── Record excerpts

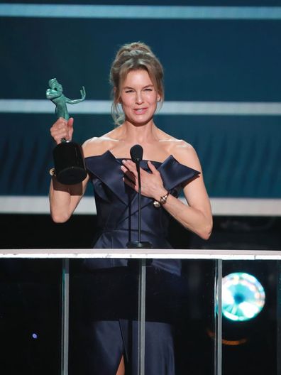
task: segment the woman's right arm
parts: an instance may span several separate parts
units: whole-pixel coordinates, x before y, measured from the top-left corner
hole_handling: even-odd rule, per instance
[[[70,141],[73,134],[73,119],[68,121],[60,118],[53,125],[50,133],[57,144],[65,138]],[[87,176],[82,183],[75,185],[61,184],[55,178],[52,177],[50,185],[50,210],[53,220],[57,223],[67,221],[80,202],[89,180]]]

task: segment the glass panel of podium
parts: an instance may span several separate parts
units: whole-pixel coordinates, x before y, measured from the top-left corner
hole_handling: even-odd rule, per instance
[[[97,321],[125,325],[138,375],[158,323],[172,327],[176,375],[281,374],[281,251],[95,251],[1,250],[3,374],[75,374],[73,357]],[[128,263],[83,267],[93,259]],[[153,259],[180,260],[181,274]]]

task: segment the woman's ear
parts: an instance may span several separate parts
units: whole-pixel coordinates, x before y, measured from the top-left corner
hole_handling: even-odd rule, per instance
[[[116,92],[117,92],[117,89],[116,87],[114,87],[114,98],[116,97]],[[114,100],[115,101],[115,100]],[[119,104],[121,104],[121,97],[119,96],[118,100],[116,100],[117,103],[119,103]]]

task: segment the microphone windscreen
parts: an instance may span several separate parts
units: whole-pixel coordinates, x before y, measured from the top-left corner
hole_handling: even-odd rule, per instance
[[[130,150],[130,155],[132,161],[135,163],[140,162],[143,160],[143,148],[140,145],[135,145]]]

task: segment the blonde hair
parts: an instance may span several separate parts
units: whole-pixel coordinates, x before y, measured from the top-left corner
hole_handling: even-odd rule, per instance
[[[113,102],[111,115],[116,125],[124,120],[123,112],[119,109],[121,87],[131,70],[143,70],[148,73],[158,94],[164,100],[163,67],[151,48],[141,42],[124,44],[117,52],[110,70],[109,81],[112,85]]]

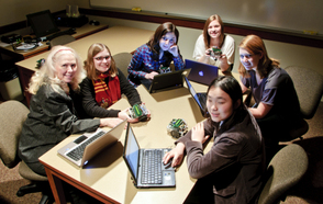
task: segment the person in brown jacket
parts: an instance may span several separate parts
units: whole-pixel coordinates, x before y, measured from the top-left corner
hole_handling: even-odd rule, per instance
[[[165,155],[172,167],[187,155],[189,174],[198,179],[183,203],[256,203],[265,171],[265,145],[242,89],[221,76],[208,89],[208,118],[198,123]],[[211,150],[204,147],[213,140]]]

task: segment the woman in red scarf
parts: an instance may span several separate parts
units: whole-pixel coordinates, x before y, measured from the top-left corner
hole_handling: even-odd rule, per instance
[[[81,82],[82,107],[90,117],[119,117],[129,122],[137,122],[130,118],[127,109],[108,109],[125,94],[133,106],[142,103],[136,89],[130,84],[121,70],[115,66],[114,59],[107,45],[94,43],[88,50],[85,61],[87,78]]]

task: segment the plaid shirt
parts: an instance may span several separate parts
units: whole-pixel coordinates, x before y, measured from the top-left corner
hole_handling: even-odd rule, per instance
[[[165,56],[163,56],[162,59],[159,59],[158,61],[155,61],[152,58],[152,49],[146,44],[138,47],[135,50],[132,60],[127,67],[129,75],[133,78],[145,79],[146,73],[149,73],[152,71],[158,71],[160,66],[169,67],[169,64],[166,65],[167,61]],[[185,67],[185,63],[182,60],[181,55],[179,55],[178,57],[172,57],[172,60],[176,70],[180,70]],[[135,86],[135,83],[131,81],[131,79],[130,82],[133,86]]]

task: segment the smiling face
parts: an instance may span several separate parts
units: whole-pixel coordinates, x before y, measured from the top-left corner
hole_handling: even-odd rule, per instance
[[[174,32],[166,33],[165,35],[162,36],[159,39],[159,47],[166,52],[174,44],[176,44],[176,35]]]
[[[75,56],[70,52],[60,53],[56,57],[55,69],[58,79],[66,83],[71,82],[77,70]]]
[[[107,72],[111,66],[111,54],[103,49],[93,57],[93,64],[98,71]]]
[[[211,21],[208,26],[208,33],[211,38],[218,38],[221,36],[221,24],[218,20]]]
[[[259,60],[261,59],[263,55],[261,54],[250,54],[247,52],[245,48],[240,48],[240,61],[242,65],[245,67],[246,70],[256,70],[257,66],[259,64]]]
[[[219,87],[212,87],[208,93],[207,107],[213,122],[221,122],[233,114],[233,103],[230,95]]]

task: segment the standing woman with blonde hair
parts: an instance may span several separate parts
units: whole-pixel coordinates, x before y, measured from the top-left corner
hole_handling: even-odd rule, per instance
[[[219,57],[212,57],[212,47],[220,48],[222,54]],[[203,33],[196,43],[193,58],[200,63],[214,65],[221,71],[231,71],[234,64],[234,39],[224,34],[224,25],[220,15],[211,15],[203,29]]]
[[[240,60],[241,87],[243,92],[252,90],[256,104],[249,111],[261,129],[269,162],[279,139],[301,121],[298,95],[290,76],[278,60],[268,57],[257,35],[248,35],[241,42]]]

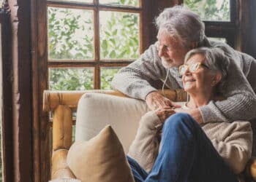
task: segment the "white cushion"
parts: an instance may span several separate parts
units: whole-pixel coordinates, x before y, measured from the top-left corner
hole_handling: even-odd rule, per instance
[[[78,103],[75,141],[88,141],[105,126],[110,124],[127,154],[135,138],[140,117],[148,111],[143,100],[86,93]]]

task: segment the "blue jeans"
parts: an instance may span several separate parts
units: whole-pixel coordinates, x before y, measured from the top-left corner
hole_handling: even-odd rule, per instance
[[[224,162],[190,115],[176,114],[165,122],[159,152],[147,173],[127,157],[136,182],[234,182],[237,176]]]

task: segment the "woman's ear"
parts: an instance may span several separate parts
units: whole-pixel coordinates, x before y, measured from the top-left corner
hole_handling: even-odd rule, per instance
[[[220,82],[222,78],[222,74],[218,71],[213,77],[211,85],[211,86],[217,85]]]
[[[191,44],[191,50],[193,50],[193,49],[197,48],[197,46],[198,46],[197,41],[193,41],[193,42]]]

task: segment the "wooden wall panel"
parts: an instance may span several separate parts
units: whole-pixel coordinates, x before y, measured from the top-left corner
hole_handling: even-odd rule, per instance
[[[32,181],[30,1],[8,1],[12,58],[12,181]],[[10,90],[11,92],[11,90]]]
[[[2,137],[2,178],[4,181],[13,181],[13,138],[12,138],[12,64],[11,55],[10,12],[8,4],[4,4],[0,15],[1,20],[1,113]]]

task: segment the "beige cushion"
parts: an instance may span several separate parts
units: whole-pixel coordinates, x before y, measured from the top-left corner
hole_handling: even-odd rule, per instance
[[[75,142],[67,160],[82,182],[134,182],[123,147],[110,125],[89,141]]]
[[[75,141],[88,141],[110,124],[127,154],[140,117],[148,111],[145,101],[138,99],[86,93],[78,103]]]

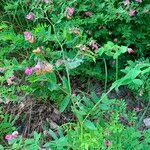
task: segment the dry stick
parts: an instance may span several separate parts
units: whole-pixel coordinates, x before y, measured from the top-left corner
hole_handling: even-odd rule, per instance
[[[116,86],[112,86],[110,87],[110,90],[105,94],[103,95],[103,97],[94,105],[94,107],[88,112],[88,114],[85,116],[84,120],[80,123],[81,125],[81,143],[82,143],[82,140],[83,140],[83,123],[85,122],[85,120],[89,117],[89,115],[95,110],[95,108],[100,104],[100,102],[105,98],[105,96],[108,95],[108,93],[110,93]]]

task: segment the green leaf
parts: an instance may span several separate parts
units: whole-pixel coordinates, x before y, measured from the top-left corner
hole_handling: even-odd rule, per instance
[[[69,94],[70,93],[70,88],[69,88],[69,84],[68,84],[67,78],[63,77],[62,82],[63,82],[64,90]]]
[[[99,108],[101,110],[108,110],[109,109],[109,107],[106,104],[100,104]]]
[[[0,150],[4,150],[4,147],[2,145],[0,145]]]
[[[87,127],[90,130],[96,130],[96,127],[95,127],[94,123],[91,122],[90,120],[86,120],[84,122],[84,125],[85,125],[85,127]]]
[[[56,136],[55,132],[53,132],[51,129],[49,129],[48,133],[54,140],[58,140],[58,137]]]
[[[142,85],[143,84],[143,81],[140,80],[140,79],[134,79],[133,80],[133,83],[137,84],[137,85]]]
[[[82,63],[82,59],[75,59],[75,60],[71,60],[70,62],[69,61],[66,61],[65,64],[67,66],[68,69],[74,69],[74,68],[77,68],[78,66],[80,66],[80,64]]]
[[[61,112],[63,112],[67,108],[69,102],[70,102],[70,95],[67,95],[60,104],[59,109],[60,109]]]

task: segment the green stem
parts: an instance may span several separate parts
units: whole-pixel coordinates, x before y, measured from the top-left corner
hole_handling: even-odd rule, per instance
[[[116,58],[116,81],[118,80],[118,57]]]
[[[107,79],[108,79],[108,71],[107,71],[107,64],[106,64],[106,60],[105,58],[103,59],[104,61],[104,67],[105,67],[105,93],[106,93],[106,90],[107,90]]]

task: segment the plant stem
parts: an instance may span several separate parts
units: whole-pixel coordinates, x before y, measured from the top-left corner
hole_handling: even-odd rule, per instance
[[[118,57],[116,58],[116,81],[118,80]]]
[[[105,58],[103,58],[103,61],[104,61],[104,67],[105,67],[105,93],[106,93],[106,90],[107,90],[107,79],[108,79],[108,71],[107,71],[107,64],[106,64],[106,60]]]

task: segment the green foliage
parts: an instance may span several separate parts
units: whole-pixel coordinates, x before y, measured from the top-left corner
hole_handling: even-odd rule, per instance
[[[148,0],[2,0],[0,8],[2,107],[32,96],[75,118],[57,133],[49,129],[51,140],[35,131],[5,142],[14,122],[0,111],[0,149],[149,149],[150,131],[136,128],[136,113],[107,97],[125,85],[149,101]],[[80,92],[83,79],[101,82],[101,96]]]

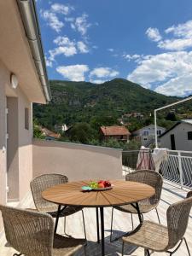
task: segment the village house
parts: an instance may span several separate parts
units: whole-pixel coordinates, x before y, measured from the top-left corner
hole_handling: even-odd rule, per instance
[[[160,148],[192,151],[192,119],[177,122],[160,137]]]
[[[125,126],[101,126],[100,132],[102,138],[107,140],[114,138],[120,142],[128,142],[131,135],[128,129]]]
[[[166,131],[166,128],[157,125],[157,135],[160,136]],[[154,143],[154,125],[149,125],[135,131],[132,133],[134,138],[140,141],[143,146],[148,147]]]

────

Resize the part of the material that opens with the line containing "task: segment the village house" and closes with the line containing "[[[160,148],[192,151],[192,119],[177,122],[160,137]]]", both lines included. Give all of those lines again, requests included, with every coordinate in the answers multiplied by 2.6 and rounded to a whole number, halves up.

Output of the task:
task: segment the village house
parts: an instance may span several separate parts
units: whole-pixel coordinates, x before y, measured from the top-left corner
hole_handling: even-odd rule, per instance
[[[416,385],[499,393],[499,309],[460,317],[416,356]]]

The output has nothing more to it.